### The problem
Reproduce the records exactly, beginning at the line that contains "Can you see the corrugated" and ending after the line that contains "pixel 386 205".

### Data for this exercise
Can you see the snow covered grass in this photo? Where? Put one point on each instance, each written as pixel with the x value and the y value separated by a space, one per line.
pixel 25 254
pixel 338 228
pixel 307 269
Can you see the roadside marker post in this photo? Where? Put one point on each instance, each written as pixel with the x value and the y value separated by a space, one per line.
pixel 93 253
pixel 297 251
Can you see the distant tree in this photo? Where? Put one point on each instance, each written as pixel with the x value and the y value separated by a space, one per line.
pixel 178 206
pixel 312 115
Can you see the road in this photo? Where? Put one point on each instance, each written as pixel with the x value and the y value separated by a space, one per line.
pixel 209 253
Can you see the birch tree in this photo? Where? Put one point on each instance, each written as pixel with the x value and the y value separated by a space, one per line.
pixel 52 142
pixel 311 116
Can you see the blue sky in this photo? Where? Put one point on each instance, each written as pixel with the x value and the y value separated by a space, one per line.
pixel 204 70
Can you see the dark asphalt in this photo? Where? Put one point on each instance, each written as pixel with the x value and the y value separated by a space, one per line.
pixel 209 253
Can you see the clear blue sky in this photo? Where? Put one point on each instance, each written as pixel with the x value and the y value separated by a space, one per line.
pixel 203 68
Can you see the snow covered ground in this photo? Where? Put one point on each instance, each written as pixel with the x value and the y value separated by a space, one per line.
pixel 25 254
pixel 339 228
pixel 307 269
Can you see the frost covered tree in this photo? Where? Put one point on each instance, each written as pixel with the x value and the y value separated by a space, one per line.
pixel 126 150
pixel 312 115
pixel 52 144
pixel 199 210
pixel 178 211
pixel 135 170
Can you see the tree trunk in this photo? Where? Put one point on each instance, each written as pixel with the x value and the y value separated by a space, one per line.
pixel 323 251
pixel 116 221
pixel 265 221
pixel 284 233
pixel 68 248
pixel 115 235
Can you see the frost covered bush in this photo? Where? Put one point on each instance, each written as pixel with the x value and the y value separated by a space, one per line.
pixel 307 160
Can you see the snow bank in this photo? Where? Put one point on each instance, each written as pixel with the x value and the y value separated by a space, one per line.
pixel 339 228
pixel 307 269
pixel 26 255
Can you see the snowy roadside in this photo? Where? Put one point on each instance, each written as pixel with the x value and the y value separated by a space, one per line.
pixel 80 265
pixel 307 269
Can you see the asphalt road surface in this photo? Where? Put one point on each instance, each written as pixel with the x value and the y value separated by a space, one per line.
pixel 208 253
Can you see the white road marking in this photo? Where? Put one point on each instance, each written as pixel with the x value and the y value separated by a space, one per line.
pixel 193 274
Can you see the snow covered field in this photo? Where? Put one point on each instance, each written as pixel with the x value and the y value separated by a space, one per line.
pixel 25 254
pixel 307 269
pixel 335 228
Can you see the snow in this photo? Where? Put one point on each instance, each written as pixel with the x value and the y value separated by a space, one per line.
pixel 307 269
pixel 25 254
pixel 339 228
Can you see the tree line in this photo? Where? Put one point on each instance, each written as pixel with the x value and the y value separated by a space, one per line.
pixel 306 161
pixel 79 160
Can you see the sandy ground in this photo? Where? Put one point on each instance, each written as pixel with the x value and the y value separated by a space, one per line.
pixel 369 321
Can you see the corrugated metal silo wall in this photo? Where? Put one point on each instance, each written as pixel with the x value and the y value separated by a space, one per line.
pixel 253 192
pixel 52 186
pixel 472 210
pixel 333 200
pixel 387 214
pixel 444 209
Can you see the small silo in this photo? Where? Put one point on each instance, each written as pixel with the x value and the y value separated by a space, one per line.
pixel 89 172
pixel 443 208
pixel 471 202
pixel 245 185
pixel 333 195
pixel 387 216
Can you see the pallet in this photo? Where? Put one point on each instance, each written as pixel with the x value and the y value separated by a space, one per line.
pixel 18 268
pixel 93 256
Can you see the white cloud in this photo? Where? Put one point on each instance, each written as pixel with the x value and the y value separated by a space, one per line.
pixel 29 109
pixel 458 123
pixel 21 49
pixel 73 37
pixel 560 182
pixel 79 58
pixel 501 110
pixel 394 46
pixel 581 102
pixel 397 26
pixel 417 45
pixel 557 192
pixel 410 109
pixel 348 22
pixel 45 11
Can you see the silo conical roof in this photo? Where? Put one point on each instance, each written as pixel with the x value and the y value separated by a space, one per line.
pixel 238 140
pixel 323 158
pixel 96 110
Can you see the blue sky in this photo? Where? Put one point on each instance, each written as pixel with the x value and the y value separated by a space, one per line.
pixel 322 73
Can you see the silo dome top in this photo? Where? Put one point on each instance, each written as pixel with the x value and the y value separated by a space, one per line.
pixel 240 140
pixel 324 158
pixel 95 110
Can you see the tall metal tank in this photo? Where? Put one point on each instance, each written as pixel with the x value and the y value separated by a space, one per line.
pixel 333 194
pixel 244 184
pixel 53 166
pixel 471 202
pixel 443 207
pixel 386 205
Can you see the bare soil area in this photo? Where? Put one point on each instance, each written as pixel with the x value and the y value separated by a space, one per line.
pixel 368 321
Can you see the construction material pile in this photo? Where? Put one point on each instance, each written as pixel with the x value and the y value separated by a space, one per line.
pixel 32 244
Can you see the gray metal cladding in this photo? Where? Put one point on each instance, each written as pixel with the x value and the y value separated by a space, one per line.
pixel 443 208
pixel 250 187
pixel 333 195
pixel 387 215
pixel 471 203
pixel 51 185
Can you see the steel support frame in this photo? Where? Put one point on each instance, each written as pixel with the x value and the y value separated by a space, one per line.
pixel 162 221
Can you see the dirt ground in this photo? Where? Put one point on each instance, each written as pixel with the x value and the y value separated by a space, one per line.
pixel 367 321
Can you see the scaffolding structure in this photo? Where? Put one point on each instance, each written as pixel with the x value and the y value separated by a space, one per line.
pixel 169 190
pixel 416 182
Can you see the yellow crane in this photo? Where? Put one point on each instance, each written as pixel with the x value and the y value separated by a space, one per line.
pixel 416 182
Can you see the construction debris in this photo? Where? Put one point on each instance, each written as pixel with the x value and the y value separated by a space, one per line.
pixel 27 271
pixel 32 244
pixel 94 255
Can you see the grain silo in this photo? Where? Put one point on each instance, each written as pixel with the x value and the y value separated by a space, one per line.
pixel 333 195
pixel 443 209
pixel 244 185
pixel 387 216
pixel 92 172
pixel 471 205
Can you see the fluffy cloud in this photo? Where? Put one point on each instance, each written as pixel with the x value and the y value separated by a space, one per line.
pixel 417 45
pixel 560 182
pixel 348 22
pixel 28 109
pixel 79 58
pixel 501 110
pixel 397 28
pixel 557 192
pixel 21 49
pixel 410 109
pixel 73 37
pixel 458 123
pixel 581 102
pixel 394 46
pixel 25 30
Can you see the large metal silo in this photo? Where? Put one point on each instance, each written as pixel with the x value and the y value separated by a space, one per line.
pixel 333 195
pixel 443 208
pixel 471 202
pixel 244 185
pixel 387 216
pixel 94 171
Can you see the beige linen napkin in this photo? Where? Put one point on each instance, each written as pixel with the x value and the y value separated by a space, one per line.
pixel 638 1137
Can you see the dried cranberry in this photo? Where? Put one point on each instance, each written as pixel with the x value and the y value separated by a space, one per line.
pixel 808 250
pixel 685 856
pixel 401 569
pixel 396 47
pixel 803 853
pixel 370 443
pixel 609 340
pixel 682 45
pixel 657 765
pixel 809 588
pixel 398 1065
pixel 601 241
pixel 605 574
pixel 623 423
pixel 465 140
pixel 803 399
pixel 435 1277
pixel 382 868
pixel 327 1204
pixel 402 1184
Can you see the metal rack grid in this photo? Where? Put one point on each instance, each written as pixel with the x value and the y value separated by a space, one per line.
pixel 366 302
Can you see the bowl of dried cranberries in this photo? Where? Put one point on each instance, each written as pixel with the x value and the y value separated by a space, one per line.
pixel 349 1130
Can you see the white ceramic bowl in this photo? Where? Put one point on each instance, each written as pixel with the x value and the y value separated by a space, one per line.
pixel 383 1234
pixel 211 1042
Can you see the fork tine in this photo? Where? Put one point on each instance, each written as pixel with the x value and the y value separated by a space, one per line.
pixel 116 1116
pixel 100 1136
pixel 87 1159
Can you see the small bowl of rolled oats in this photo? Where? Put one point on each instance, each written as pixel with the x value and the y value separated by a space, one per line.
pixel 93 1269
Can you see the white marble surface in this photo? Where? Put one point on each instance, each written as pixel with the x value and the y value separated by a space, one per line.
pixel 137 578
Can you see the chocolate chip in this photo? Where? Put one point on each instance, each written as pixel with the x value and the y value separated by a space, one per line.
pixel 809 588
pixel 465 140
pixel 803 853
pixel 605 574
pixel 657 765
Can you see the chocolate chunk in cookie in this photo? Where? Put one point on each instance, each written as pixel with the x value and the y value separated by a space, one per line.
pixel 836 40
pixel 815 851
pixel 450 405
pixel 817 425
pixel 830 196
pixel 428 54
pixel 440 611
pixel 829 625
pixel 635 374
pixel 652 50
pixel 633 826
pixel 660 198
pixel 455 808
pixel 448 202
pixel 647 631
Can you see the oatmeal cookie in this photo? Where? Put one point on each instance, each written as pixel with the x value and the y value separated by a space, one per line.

### Answer to this problem
Can you see the corrugated metal silo wall in this photo? Where? Put one point on each instance, each written as pixel with the x value and the y value separated by a space, one per line.
pixel 253 192
pixel 52 186
pixel 472 210
pixel 333 200
pixel 387 214
pixel 444 209
Can you see the small silo in this photo? Where? Put one point on each instance, each written as pixel with the x value and the y value separated by a space, one per line.
pixel 89 172
pixel 443 208
pixel 471 202
pixel 245 185
pixel 333 195
pixel 387 216
Can you see the pallet in this photo? Where? Put one point on each instance, each written as pixel with the x value and the y value separated by a space, one per line.
pixel 18 268
pixel 93 256
Can you see the white cloud in this photo? Where? Put one point on each instance, each written as pixel with the x value and the y value separated by a space, one per line.
pixel 29 109
pixel 458 123
pixel 21 49
pixel 73 37
pixel 560 182
pixel 79 58
pixel 501 110
pixel 394 46
pixel 581 102
pixel 397 26
pixel 417 45
pixel 557 192
pixel 410 109
pixel 348 22
pixel 45 11
Can you see the silo conical roof in this photo? Where? Put one point on each instance, each written as pixel with the x value and the y value separated by a space, one per line.
pixel 238 140
pixel 323 158
pixel 96 110
Can you see the blue sky in this photo? Where? Put one point on each instance, each written as pixel with the x value and the y value separated by a space, one per line.
pixel 322 73
Can you see the silo dome top in this photo? Where? Put one point on each instance, each written as pixel with the x value and the y value separated by a space, one per line.
pixel 240 140
pixel 324 158
pixel 95 110
Can you see the tall metal tank in this photo? Where? Put one point on each instance, each written as pixel with the x value and the y value separated by a space, one per line.
pixel 333 194
pixel 244 184
pixel 53 166
pixel 471 202
pixel 443 207
pixel 386 205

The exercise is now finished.